Begin at the line that contains "of the gray" and reproduce it along with every line after it to the end of the listing; skip any pictures.

>> START

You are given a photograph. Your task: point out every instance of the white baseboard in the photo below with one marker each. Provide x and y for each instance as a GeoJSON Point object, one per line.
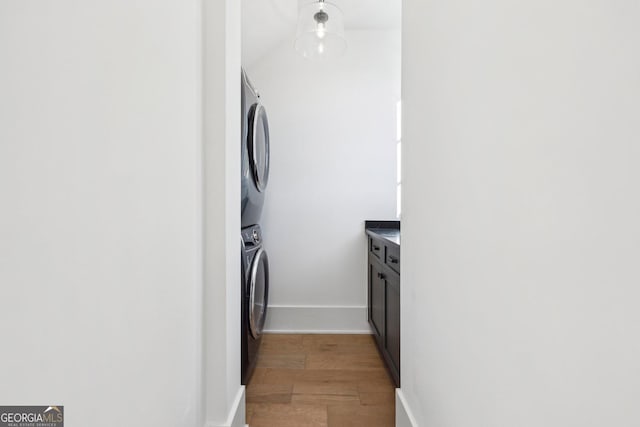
{"type": "Point", "coordinates": [237, 414]}
{"type": "Point", "coordinates": [404, 417]}
{"type": "Point", "coordinates": [317, 320]}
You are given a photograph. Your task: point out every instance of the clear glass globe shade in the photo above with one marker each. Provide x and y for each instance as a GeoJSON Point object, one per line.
{"type": "Point", "coordinates": [320, 31]}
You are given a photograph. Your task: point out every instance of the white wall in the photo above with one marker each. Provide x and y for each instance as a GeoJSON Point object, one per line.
{"type": "Point", "coordinates": [521, 236]}
{"type": "Point", "coordinates": [332, 128]}
{"type": "Point", "coordinates": [224, 397]}
{"type": "Point", "coordinates": [101, 272]}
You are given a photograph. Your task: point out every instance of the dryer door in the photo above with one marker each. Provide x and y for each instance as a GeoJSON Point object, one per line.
{"type": "Point", "coordinates": [258, 145]}
{"type": "Point", "coordinates": [258, 293]}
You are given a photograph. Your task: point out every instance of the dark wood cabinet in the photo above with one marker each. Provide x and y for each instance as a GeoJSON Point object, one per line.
{"type": "Point", "coordinates": [384, 300]}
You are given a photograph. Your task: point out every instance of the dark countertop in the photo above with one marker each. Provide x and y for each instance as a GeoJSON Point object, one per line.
{"type": "Point", "coordinates": [387, 230]}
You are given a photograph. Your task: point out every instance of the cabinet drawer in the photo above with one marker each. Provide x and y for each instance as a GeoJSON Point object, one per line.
{"type": "Point", "coordinates": [392, 257]}
{"type": "Point", "coordinates": [376, 247]}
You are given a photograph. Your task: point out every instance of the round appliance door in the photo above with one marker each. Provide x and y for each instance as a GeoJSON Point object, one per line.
{"type": "Point", "coordinates": [258, 293]}
{"type": "Point", "coordinates": [258, 145]}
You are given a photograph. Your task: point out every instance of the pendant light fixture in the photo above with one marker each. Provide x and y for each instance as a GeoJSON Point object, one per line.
{"type": "Point", "coordinates": [320, 31]}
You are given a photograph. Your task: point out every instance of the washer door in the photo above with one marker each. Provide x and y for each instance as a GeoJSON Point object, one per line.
{"type": "Point", "coordinates": [258, 145]}
{"type": "Point", "coordinates": [258, 293]}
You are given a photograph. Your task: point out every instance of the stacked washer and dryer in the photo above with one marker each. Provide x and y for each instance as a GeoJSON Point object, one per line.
{"type": "Point", "coordinates": [255, 263]}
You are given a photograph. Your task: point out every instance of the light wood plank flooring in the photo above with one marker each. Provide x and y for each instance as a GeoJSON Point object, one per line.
{"type": "Point", "coordinates": [320, 381]}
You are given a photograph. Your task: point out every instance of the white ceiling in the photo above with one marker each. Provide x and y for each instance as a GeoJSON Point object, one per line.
{"type": "Point", "coordinates": [268, 23]}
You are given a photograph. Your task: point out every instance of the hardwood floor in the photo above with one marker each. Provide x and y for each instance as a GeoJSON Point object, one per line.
{"type": "Point", "coordinates": [320, 381]}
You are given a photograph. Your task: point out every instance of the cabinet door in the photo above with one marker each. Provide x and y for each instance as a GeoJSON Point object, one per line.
{"type": "Point", "coordinates": [392, 324]}
{"type": "Point", "coordinates": [376, 297]}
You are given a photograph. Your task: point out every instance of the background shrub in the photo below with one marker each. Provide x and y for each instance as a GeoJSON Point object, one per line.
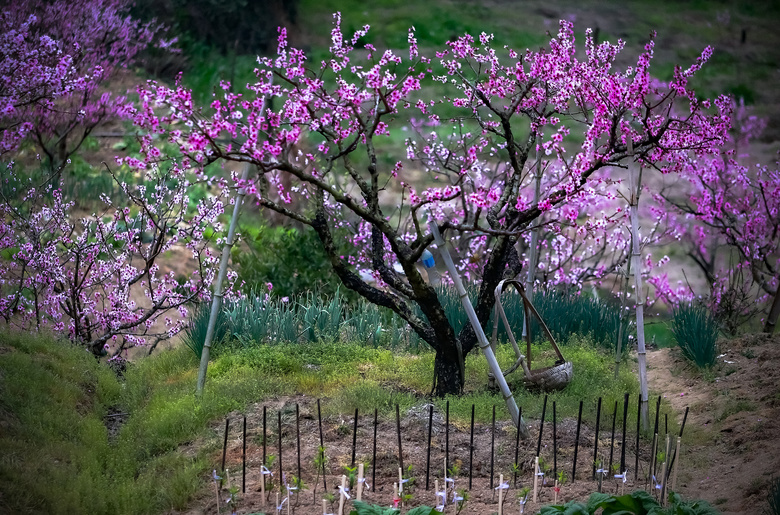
{"type": "Point", "coordinates": [696, 332]}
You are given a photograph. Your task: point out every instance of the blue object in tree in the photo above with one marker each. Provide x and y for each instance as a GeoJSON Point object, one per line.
{"type": "Point", "coordinates": [427, 259]}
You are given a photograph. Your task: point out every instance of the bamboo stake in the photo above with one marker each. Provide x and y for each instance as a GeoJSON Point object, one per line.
{"type": "Point", "coordinates": [216, 300]}
{"type": "Point", "coordinates": [216, 489]}
{"type": "Point", "coordinates": [536, 478]}
{"type": "Point", "coordinates": [576, 444]}
{"type": "Point", "coordinates": [623, 444]}
{"type": "Point", "coordinates": [612, 440]}
{"type": "Point", "coordinates": [262, 484]}
{"type": "Point", "coordinates": [224, 448]}
{"type": "Point", "coordinates": [298, 437]}
{"type": "Point", "coordinates": [555, 444]}
{"type": "Point", "coordinates": [500, 494]}
{"type": "Point", "coordinates": [354, 439]}
{"type": "Point", "coordinates": [401, 485]}
{"type": "Point", "coordinates": [428, 459]}
{"type": "Point", "coordinates": [636, 453]}
{"type": "Point", "coordinates": [601, 473]}
{"type": "Point", "coordinates": [621, 318]}
{"type": "Point", "coordinates": [541, 427]}
{"type": "Point", "coordinates": [359, 495]}
{"type": "Point", "coordinates": [635, 187]}
{"type": "Point", "coordinates": [480, 333]}
{"type": "Point", "coordinates": [532, 250]}
{"type": "Point", "coordinates": [596, 438]}
{"type": "Point", "coordinates": [373, 458]}
{"type": "Point", "coordinates": [447, 439]}
{"type": "Point", "coordinates": [341, 494]}
{"type": "Point", "coordinates": [471, 445]}
{"type": "Point", "coordinates": [492, 444]}
{"type": "Point", "coordinates": [664, 472]}
{"type": "Point", "coordinates": [517, 452]}
{"type": "Point", "coordinates": [322, 444]}
{"type": "Point", "coordinates": [398, 428]}
{"type": "Point", "coordinates": [676, 464]}
{"type": "Point", "coordinates": [243, 460]}
{"type": "Point", "coordinates": [279, 416]}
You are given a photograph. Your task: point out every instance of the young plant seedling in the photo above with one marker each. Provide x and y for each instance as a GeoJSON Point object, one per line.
{"type": "Point", "coordinates": [459, 498]}
{"type": "Point", "coordinates": [522, 496]}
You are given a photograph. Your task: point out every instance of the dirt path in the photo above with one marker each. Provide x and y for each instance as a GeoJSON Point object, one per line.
{"type": "Point", "coordinates": [730, 446]}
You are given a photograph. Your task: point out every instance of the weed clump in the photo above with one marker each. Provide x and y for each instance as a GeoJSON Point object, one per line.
{"type": "Point", "coordinates": [696, 332]}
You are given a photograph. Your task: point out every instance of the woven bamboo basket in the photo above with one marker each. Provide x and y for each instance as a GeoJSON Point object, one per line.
{"type": "Point", "coordinates": [551, 378]}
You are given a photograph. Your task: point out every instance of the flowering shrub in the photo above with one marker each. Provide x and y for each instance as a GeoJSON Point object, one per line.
{"type": "Point", "coordinates": [95, 279]}
{"type": "Point", "coordinates": [318, 163]}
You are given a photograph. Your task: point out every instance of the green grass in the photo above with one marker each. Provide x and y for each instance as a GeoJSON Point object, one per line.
{"type": "Point", "coordinates": [57, 456]}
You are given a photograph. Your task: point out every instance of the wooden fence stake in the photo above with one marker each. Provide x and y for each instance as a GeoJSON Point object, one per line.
{"type": "Point", "coordinates": [576, 444]}
{"type": "Point", "coordinates": [596, 438]}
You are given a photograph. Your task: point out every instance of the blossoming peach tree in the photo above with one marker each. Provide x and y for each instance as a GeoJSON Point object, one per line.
{"type": "Point", "coordinates": [482, 114]}
{"type": "Point", "coordinates": [77, 275]}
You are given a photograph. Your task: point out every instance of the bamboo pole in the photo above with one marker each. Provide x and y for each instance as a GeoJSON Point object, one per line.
{"type": "Point", "coordinates": [635, 187]}
{"type": "Point", "coordinates": [532, 250]}
{"type": "Point", "coordinates": [481, 338]}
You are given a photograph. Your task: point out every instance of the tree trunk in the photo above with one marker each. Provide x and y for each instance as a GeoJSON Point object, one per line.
{"type": "Point", "coordinates": [774, 311]}
{"type": "Point", "coordinates": [446, 374]}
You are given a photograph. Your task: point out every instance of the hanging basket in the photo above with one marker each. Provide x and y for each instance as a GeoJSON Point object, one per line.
{"type": "Point", "coordinates": [545, 379]}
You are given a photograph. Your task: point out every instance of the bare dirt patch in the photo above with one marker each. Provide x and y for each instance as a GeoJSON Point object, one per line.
{"type": "Point", "coordinates": [729, 449]}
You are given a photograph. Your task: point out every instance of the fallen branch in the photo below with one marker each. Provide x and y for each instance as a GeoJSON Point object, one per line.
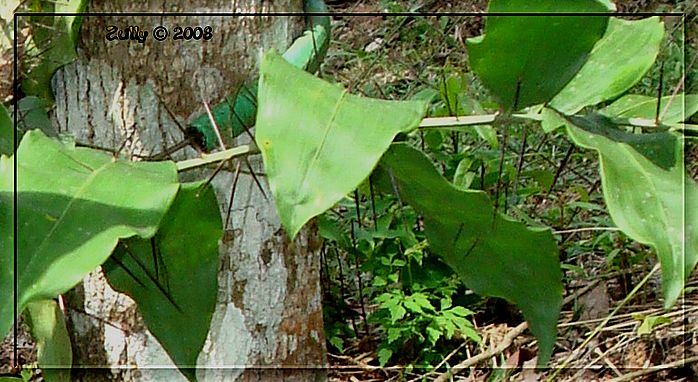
{"type": "Point", "coordinates": [506, 341]}
{"type": "Point", "coordinates": [655, 369]}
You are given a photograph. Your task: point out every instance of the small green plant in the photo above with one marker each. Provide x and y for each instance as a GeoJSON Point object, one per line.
{"type": "Point", "coordinates": [420, 322]}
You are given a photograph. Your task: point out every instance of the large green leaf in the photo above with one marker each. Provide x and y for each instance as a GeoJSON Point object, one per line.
{"type": "Point", "coordinates": [7, 130]}
{"type": "Point", "coordinates": [494, 255]}
{"type": "Point", "coordinates": [52, 44]}
{"type": "Point", "coordinates": [318, 142]}
{"type": "Point", "coordinates": [526, 60]}
{"type": "Point", "coordinates": [644, 192]}
{"type": "Point", "coordinates": [54, 353]}
{"type": "Point", "coordinates": [645, 107]}
{"type": "Point", "coordinates": [73, 204]}
{"type": "Point", "coordinates": [618, 61]}
{"type": "Point", "coordinates": [173, 278]}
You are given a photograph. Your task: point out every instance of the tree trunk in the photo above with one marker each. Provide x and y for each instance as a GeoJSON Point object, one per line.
{"type": "Point", "coordinates": [124, 95]}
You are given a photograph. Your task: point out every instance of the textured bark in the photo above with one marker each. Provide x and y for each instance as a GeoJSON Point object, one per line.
{"type": "Point", "coordinates": [122, 94]}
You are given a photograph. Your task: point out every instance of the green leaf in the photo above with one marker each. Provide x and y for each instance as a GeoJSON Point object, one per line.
{"type": "Point", "coordinates": [73, 204]}
{"type": "Point", "coordinates": [461, 311]}
{"type": "Point", "coordinates": [54, 352]}
{"type": "Point", "coordinates": [650, 322]}
{"type": "Point", "coordinates": [317, 141]}
{"type": "Point", "coordinates": [52, 44]}
{"type": "Point", "coordinates": [526, 60]}
{"type": "Point", "coordinates": [618, 61]}
{"type": "Point", "coordinates": [645, 107]}
{"type": "Point", "coordinates": [7, 132]}
{"type": "Point", "coordinates": [384, 355]}
{"type": "Point", "coordinates": [7, 10]}
{"type": "Point", "coordinates": [397, 312]}
{"type": "Point", "coordinates": [177, 294]}
{"type": "Point", "coordinates": [643, 184]}
{"type": "Point", "coordinates": [501, 257]}
{"type": "Point", "coordinates": [658, 148]}
{"type": "Point", "coordinates": [433, 334]}
{"type": "Point", "coordinates": [394, 334]}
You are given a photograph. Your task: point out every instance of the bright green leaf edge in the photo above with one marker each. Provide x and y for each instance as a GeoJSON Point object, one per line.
{"type": "Point", "coordinates": [73, 206]}
{"type": "Point", "coordinates": [618, 61]}
{"type": "Point", "coordinates": [641, 106]}
{"type": "Point", "coordinates": [48, 330]}
{"type": "Point", "coordinates": [651, 204]}
{"type": "Point", "coordinates": [527, 60]}
{"type": "Point", "coordinates": [187, 270]}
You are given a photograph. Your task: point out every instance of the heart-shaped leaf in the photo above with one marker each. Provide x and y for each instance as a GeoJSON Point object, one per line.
{"type": "Point", "coordinates": [54, 352]}
{"type": "Point", "coordinates": [173, 276]}
{"type": "Point", "coordinates": [73, 204]}
{"type": "Point", "coordinates": [493, 254]}
{"type": "Point", "coordinates": [526, 60]}
{"type": "Point", "coordinates": [319, 142]}
{"type": "Point", "coordinates": [618, 61]}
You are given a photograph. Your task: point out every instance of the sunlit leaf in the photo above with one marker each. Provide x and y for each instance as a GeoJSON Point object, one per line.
{"type": "Point", "coordinates": [618, 61]}
{"type": "Point", "coordinates": [645, 107]}
{"type": "Point", "coordinates": [54, 352]}
{"type": "Point", "coordinates": [647, 194]}
{"type": "Point", "coordinates": [73, 204]}
{"type": "Point", "coordinates": [174, 280]}
{"type": "Point", "coordinates": [494, 255]}
{"type": "Point", "coordinates": [526, 60]}
{"type": "Point", "coordinates": [318, 142]}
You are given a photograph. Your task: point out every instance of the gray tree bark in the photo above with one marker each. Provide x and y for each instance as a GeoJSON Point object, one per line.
{"type": "Point", "coordinates": [123, 94]}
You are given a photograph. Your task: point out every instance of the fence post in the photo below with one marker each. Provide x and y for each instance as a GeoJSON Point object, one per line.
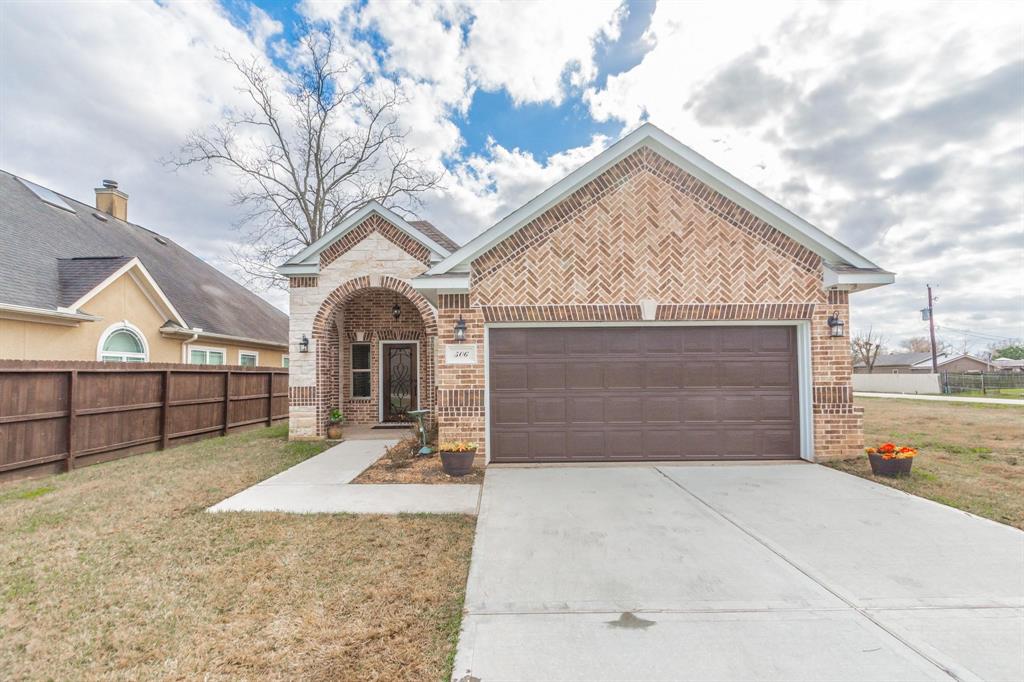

>> END

- EXERCISE ANSWER -
You are given a photograph. Your task: point out every instance of the gray tree bark in the photo above with one marker each. Provide x and y for each instance as a GeoJSON Point object, one per line.
{"type": "Point", "coordinates": [123, 94]}
You are given a photograph. Your task: point out every instance of the fence post in the photo below with one marker each. Provide x and y for each instance as a GeoJSON Point object, one per line.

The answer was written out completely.